▸ **GOAL**:
Summarize the forum thread below on brute-forcing four-character passwords in three sentences.

▸ **SELECTION**:

*****

In the context of my homework task I need to smart brute-force a set of passwords. Every password in the set has either of three possible masks:
%%##
##%%
#%%#
%##%
( # - a numeric character, % - a lowercase alpha character ).
At this point I am doing something like this to run over only one pattern ( the 1st one ) in multithreading:
// Compile: $ gcc test.c -o test -fopenmp -O3 -std=c99
#include <stdio.h>
#include <stdlib.h>
#include <unistd.h>
#include <omp.h>
int main() {
const char alp[26] = "abcdefghijklmnopqrstuvwxyz";
const char num[10] = "0123456789";
register int i;
char pass[4];
#pragma omp parallel for private(pass)
for (i = 0; i < 67600; i++) {
pass[3] = num[i % 10];
pass[2] = num[i / 10 % 10];
pass[1] = alp[i / 100 % 26];
pass[0] = alp[i / 2600 % 26];
/* Slow password processing here */
}
return 0;
}
But, unfortunately, that technique has nothing to do with searching passwords with different patterns.
So my question is:
Is there a way to construct an effective set of parallel for instructions in order to run the attack simultaneously on each password pattern?
Help is much appreciated.
The trick here is to note that all four password options are simply rotations/shifts of each other.
That is, for the example password qr34 and the patterns you mention, you are looking at:
qr34 %%## #Original potential password
4qr3 #%%# #Rotate 1 place right
34qr ##%% #Rotate 2 places right
r34q %##% #Rotate 3 places right
Given this, you can use the same generation technique as in your first question.
For each potential password generated, check the potential password as well as the next three shifts of that password.
Note that the following code relies on an interesting property of C/C++: if the truth value of a statement can be deduced early, no further execution takes place. That is, given the statement if(A || B || C), if A is false, then B must be evaluated; however, if B is true, then C is never evaluated.
This means that we can have A=CheckPass(pass) and B=CheckPass(RotatePass(pass)) and C=CheckPass(RotatePass(pass)) with the guarantee that the password will only be rotated as many times as necessary.
Note that this scheme requires that each thread have its own, private copy of the potential password.
//Compile with, e.g.: gcc -O3 temp.c -std=c99 -fopenmp
#include <stdio.h>
#include <unistd.h>
#include <string.h>
int PassCheck(char *pass){
return strncmp(pass, "4qr3", 4)==0;
}
//Rotate string one character to the right
char* RotateString(char *str, int len){
char lastchr = str[len-1];
for(int i=len-1;i>0;i--)
str[i]=str[i-1];
str[0] = lastchr;
return str;
}
int main(){
const char alph[27] = "abcdefghijklmnopqrstuvwxyz";
const char num[11] = "0123456789";
char goodpass[4] = "----"; //Provide a default password to indicate an error state
#pragma omp parallel for collapse(4)
for(int i = 0; i < 26; i++)
for(int j = 0; j < 26; j++)

*****

▸ **DATASET EXTRACT**:
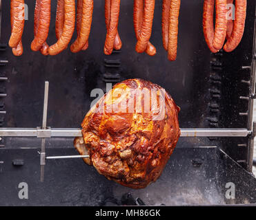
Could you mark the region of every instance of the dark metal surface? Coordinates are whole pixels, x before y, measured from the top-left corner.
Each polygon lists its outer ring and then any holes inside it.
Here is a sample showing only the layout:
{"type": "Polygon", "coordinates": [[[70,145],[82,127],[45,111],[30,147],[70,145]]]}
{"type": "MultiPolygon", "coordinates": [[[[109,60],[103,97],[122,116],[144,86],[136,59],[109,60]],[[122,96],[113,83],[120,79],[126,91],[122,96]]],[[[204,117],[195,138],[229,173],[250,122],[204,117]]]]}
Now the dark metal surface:
{"type": "MultiPolygon", "coordinates": [[[[212,54],[205,43],[202,30],[203,0],[182,1],[179,26],[177,59],[170,62],[161,41],[161,1],[156,1],[153,29],[150,41],[157,49],[154,57],[135,50],[136,38],[132,23],[132,1],[122,1],[119,30],[123,41],[121,52],[110,56],[103,53],[106,36],[104,0],[95,3],[89,48],[76,54],[66,50],[55,56],[43,56],[30,50],[33,38],[33,11],[35,2],[26,1],[28,6],[28,20],[26,21],[23,37],[24,54],[14,57],[10,48],[3,56],[10,64],[1,67],[8,77],[8,96],[5,98],[4,126],[36,127],[42,116],[43,83],[49,80],[49,114],[48,125],[52,127],[77,127],[90,109],[93,89],[106,90],[110,72],[117,82],[126,78],[141,78],[164,87],[181,107],[181,127],[247,127],[247,116],[239,113],[248,111],[249,86],[242,80],[249,80],[253,57],[253,29],[255,2],[248,1],[246,28],[242,41],[232,53],[212,54]],[[106,64],[117,64],[115,68],[106,64]],[[114,62],[114,63],[115,63],[114,62]],[[234,88],[235,89],[234,89],[234,88]]],[[[56,41],[55,21],[56,1],[52,1],[52,21],[48,42],[56,41]]],[[[1,41],[6,43],[10,33],[10,4],[3,2],[3,24],[1,41]]],[[[74,35],[72,41],[75,39],[74,35]]],[[[6,140],[7,147],[30,145],[19,139],[6,140]]],[[[52,140],[55,142],[55,140],[52,140]]],[[[63,140],[63,146],[70,142],[63,140]],[[66,144],[66,143],[68,143],[66,144]]],[[[248,140],[230,139],[223,142],[218,139],[194,139],[191,144],[217,144],[228,151],[232,157],[247,159],[248,140]],[[223,144],[222,144],[223,143],[223,144]],[[237,144],[246,144],[243,149],[237,144]],[[241,151],[241,152],[240,152],[241,151]]],[[[32,145],[37,142],[32,142],[32,145]]],[[[187,140],[181,140],[179,146],[186,146],[187,140]]],[[[244,164],[246,167],[246,164],[244,164]]]]}
{"type": "MultiPolygon", "coordinates": [[[[41,183],[38,149],[10,151],[0,151],[1,206],[121,205],[127,193],[148,206],[256,203],[256,179],[215,147],[175,149],[160,178],[142,190],[108,181],[76,159],[48,161],[45,182],[41,183]],[[23,158],[23,165],[13,166],[12,160],[19,158],[23,158]],[[21,182],[28,184],[28,199],[19,199],[21,182]],[[226,199],[228,182],[235,186],[235,199],[226,199]]],[[[75,153],[74,149],[47,151],[75,153]]]]}
{"type": "MultiPolygon", "coordinates": [[[[8,77],[6,82],[0,82],[6,87],[0,93],[8,94],[4,98],[7,111],[4,126],[41,125],[46,80],[50,83],[48,126],[75,128],[95,98],[90,97],[93,89],[106,90],[106,82],[132,78],[157,83],[170,94],[181,109],[179,116],[181,127],[247,128],[250,124],[250,119],[244,114],[248,111],[248,100],[240,97],[250,96],[248,82],[251,80],[251,69],[244,67],[251,65],[253,56],[255,1],[248,1],[245,33],[239,47],[232,53],[221,51],[217,54],[210,52],[204,38],[204,1],[181,1],[175,62],[168,60],[162,47],[161,1],[156,1],[150,38],[157,50],[154,57],[137,54],[135,50],[132,1],[128,0],[121,1],[121,52],[110,56],[103,53],[104,1],[97,0],[88,50],[73,54],[66,50],[55,56],[33,52],[30,45],[33,38],[35,1],[25,1],[29,14],[23,37],[24,54],[14,57],[9,47],[6,51],[1,50],[0,54],[0,60],[8,60],[0,67],[1,74],[4,73],[8,77]]],[[[2,3],[1,43],[6,43],[10,34],[10,2],[2,3]]],[[[56,0],[52,1],[50,45],[56,41],[55,12],[56,0]]],[[[3,120],[1,117],[0,121],[3,120]]],[[[145,190],[135,191],[106,180],[81,160],[48,162],[45,182],[40,183],[37,152],[40,140],[8,138],[5,146],[0,145],[0,162],[3,161],[0,163],[0,184],[3,186],[0,205],[121,204],[122,196],[128,192],[146,205],[256,203],[255,179],[229,157],[248,168],[248,138],[181,138],[160,179],[145,190]],[[198,146],[217,146],[229,156],[215,148],[193,148],[198,146]],[[32,148],[16,149],[21,147],[32,148]],[[12,165],[17,159],[23,160],[23,166],[12,165]],[[18,199],[17,186],[21,182],[28,184],[28,200],[18,199]],[[228,182],[237,186],[235,201],[225,199],[225,184],[228,182]]],[[[72,145],[72,139],[46,140],[46,153],[49,155],[74,155],[77,153],[72,145]]]]}

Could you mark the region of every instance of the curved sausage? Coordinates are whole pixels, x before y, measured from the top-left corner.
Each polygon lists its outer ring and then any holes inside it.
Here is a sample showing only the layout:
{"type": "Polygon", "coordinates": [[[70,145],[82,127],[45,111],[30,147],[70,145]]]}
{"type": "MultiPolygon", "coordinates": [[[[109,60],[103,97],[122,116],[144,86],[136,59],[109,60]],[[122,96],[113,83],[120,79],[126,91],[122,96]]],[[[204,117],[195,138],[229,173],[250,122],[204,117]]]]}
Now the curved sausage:
{"type": "Polygon", "coordinates": [[[12,51],[13,55],[16,56],[19,56],[22,55],[23,50],[21,40],[19,42],[19,44],[16,47],[12,48],[12,51]]]}
{"type": "Polygon", "coordinates": [[[213,47],[221,50],[224,44],[227,30],[227,8],[226,0],[216,0],[215,30],[213,37],[213,47]]]}
{"type": "MultiPolygon", "coordinates": [[[[40,21],[40,10],[41,10],[41,1],[37,0],[36,1],[36,6],[35,8],[35,12],[34,12],[34,36],[37,35],[38,27],[40,21]]],[[[46,42],[43,43],[42,47],[40,49],[40,52],[43,55],[48,55],[48,48],[49,46],[46,42]]]]}
{"type": "Polygon", "coordinates": [[[235,1],[235,19],[233,30],[224,47],[227,52],[233,51],[243,37],[246,18],[246,0],[236,0],[235,1]]]}
{"type": "MultiPolygon", "coordinates": [[[[12,30],[12,26],[13,26],[13,20],[14,20],[14,13],[13,13],[13,8],[10,8],[10,23],[11,23],[11,28],[12,30]]],[[[22,45],[22,41],[21,40],[19,41],[17,46],[16,47],[12,48],[12,54],[13,55],[16,56],[21,56],[23,52],[23,45],[22,45]]]]}
{"type": "Polygon", "coordinates": [[[79,52],[88,41],[92,21],[93,0],[82,1],[82,16],[76,41],[72,44],[70,50],[73,53],[79,52]]]}
{"type": "MultiPolygon", "coordinates": [[[[77,0],[77,35],[78,36],[81,30],[81,17],[83,15],[83,0],[77,0]]],[[[89,46],[89,43],[86,42],[82,50],[86,50],[89,46]]]]}
{"type": "MultiPolygon", "coordinates": [[[[233,0],[227,0],[227,4],[233,4],[233,0]]],[[[232,10],[232,8],[228,9],[228,10],[232,10]]],[[[232,14],[233,17],[233,14],[232,14]]],[[[232,34],[232,30],[233,29],[233,21],[232,20],[232,18],[228,18],[228,23],[227,23],[227,27],[226,27],[226,39],[228,40],[232,34]]]]}
{"type": "Polygon", "coordinates": [[[219,50],[215,49],[213,45],[214,37],[214,6],[215,0],[204,0],[203,29],[204,38],[206,39],[208,47],[213,53],[217,53],[219,50]]]}
{"type": "MultiPolygon", "coordinates": [[[[135,35],[137,40],[139,38],[139,34],[141,31],[143,22],[143,9],[144,0],[135,0],[133,7],[133,23],[135,25],[135,35]]],[[[148,42],[147,47],[145,52],[149,56],[155,56],[157,53],[157,50],[151,43],[148,42]]]]}
{"type": "Polygon", "coordinates": [[[57,43],[49,47],[50,55],[56,55],[61,52],[68,46],[73,35],[75,25],[75,1],[64,0],[65,19],[63,32],[57,43]]]}
{"type": "Polygon", "coordinates": [[[10,1],[11,17],[13,19],[12,34],[9,40],[10,47],[16,47],[21,40],[25,21],[24,7],[24,0],[10,1]]]}
{"type": "Polygon", "coordinates": [[[35,38],[31,43],[31,50],[39,51],[46,41],[50,21],[50,0],[40,1],[40,19],[35,38]]]}
{"type": "Polygon", "coordinates": [[[120,10],[120,0],[111,0],[110,14],[107,35],[105,41],[104,54],[110,55],[114,48],[115,39],[117,34],[118,20],[120,10]]]}
{"type": "Polygon", "coordinates": [[[168,42],[168,57],[169,60],[175,60],[177,57],[180,3],[180,0],[172,0],[170,2],[168,42]]]}
{"type": "MultiPolygon", "coordinates": [[[[107,30],[108,30],[109,21],[110,19],[110,8],[111,8],[111,0],[105,0],[105,23],[107,30]]],[[[117,34],[115,36],[114,42],[114,48],[115,50],[120,50],[121,48],[121,45],[122,45],[121,41],[117,30],[117,34]]]]}
{"type": "Polygon", "coordinates": [[[57,39],[59,39],[62,34],[65,17],[64,10],[64,0],[58,0],[55,20],[55,34],[57,39]]]}
{"type": "Polygon", "coordinates": [[[171,0],[163,0],[163,12],[161,18],[161,31],[164,48],[168,50],[168,38],[169,33],[169,14],[171,0]]]}
{"type": "Polygon", "coordinates": [[[143,53],[148,45],[151,36],[155,10],[155,0],[144,0],[143,22],[141,32],[135,50],[138,53],[143,53]]]}

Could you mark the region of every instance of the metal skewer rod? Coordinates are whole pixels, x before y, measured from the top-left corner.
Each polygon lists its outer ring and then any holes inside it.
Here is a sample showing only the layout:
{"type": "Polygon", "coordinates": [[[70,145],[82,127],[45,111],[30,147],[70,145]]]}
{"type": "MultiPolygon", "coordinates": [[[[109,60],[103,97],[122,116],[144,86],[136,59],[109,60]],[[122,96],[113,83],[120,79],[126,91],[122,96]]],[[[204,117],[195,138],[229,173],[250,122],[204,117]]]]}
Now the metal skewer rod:
{"type": "MultiPolygon", "coordinates": [[[[49,82],[46,81],[44,87],[42,130],[46,129],[47,109],[48,106],[48,93],[49,93],[49,82]]],[[[41,140],[40,165],[41,165],[40,181],[43,182],[44,181],[44,166],[46,165],[46,138],[42,138],[41,140]]]]}
{"type": "Polygon", "coordinates": [[[74,159],[74,158],[88,158],[89,155],[72,155],[72,156],[51,156],[46,157],[47,160],[56,160],[56,159],[74,159]]]}
{"type": "MultiPolygon", "coordinates": [[[[181,137],[247,137],[246,129],[181,129],[181,137]]],[[[0,137],[75,138],[81,137],[81,129],[0,128],[0,137]]]]}

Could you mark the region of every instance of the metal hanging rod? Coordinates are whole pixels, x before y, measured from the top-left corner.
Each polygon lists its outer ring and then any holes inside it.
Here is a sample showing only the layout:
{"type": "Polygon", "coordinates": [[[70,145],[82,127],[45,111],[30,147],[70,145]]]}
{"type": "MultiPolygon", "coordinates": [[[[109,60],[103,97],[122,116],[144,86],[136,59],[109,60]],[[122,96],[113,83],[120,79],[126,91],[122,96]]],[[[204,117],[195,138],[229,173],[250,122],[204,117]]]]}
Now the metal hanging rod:
{"type": "MultiPolygon", "coordinates": [[[[246,129],[181,129],[181,137],[247,137],[252,133],[246,129]]],[[[50,127],[0,128],[0,137],[72,138],[81,137],[80,129],[50,127]]]]}

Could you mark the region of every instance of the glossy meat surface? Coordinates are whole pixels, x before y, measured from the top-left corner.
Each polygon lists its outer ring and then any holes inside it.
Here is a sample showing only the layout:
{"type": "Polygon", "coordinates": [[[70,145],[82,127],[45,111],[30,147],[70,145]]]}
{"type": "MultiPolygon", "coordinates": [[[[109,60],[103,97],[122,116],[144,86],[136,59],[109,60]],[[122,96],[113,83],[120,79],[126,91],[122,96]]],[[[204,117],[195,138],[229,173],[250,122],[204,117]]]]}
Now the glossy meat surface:
{"type": "Polygon", "coordinates": [[[141,79],[115,85],[86,116],[75,146],[108,179],[143,188],[161,175],[180,136],[179,108],[161,87],[141,79]]]}

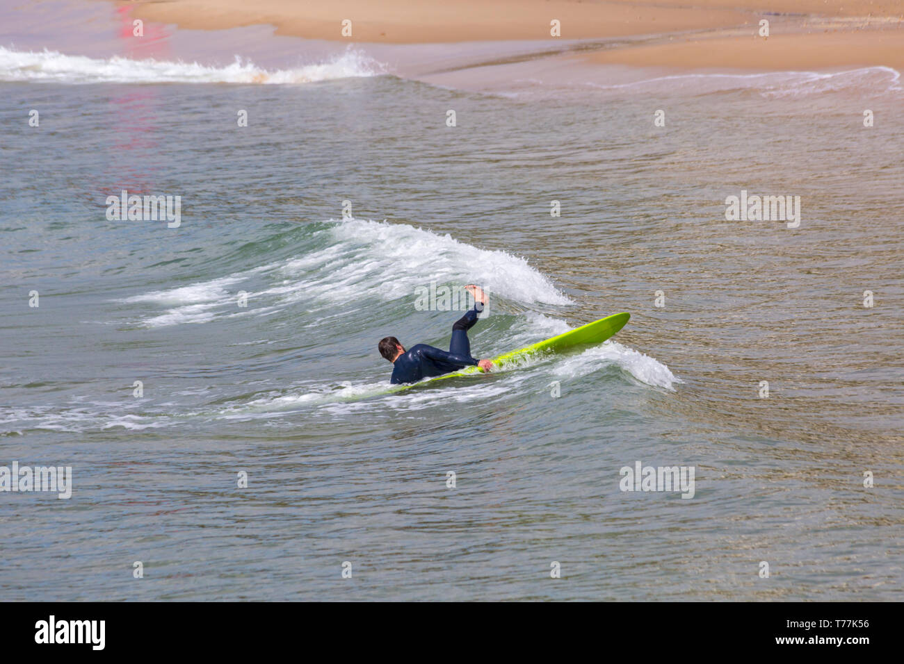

*****

▸ **RESULT OF THIS EXERCISE**:
A homework task requires brute-forcing passwords that each follow one of four masks made of two digits and two lowercase letters, and the poster's current OpenMP loop runs over only the first mask. The poster asks whether a set of parallel for instructions can be built to attack every pattern at the same time. The reply points out that the four patterns are rotations of one another, so each generated password can be checked along with its next three shifts, relying on short-circuit evaluation so it is rotated only as many times as needed and giving each thread its own private copy of the password.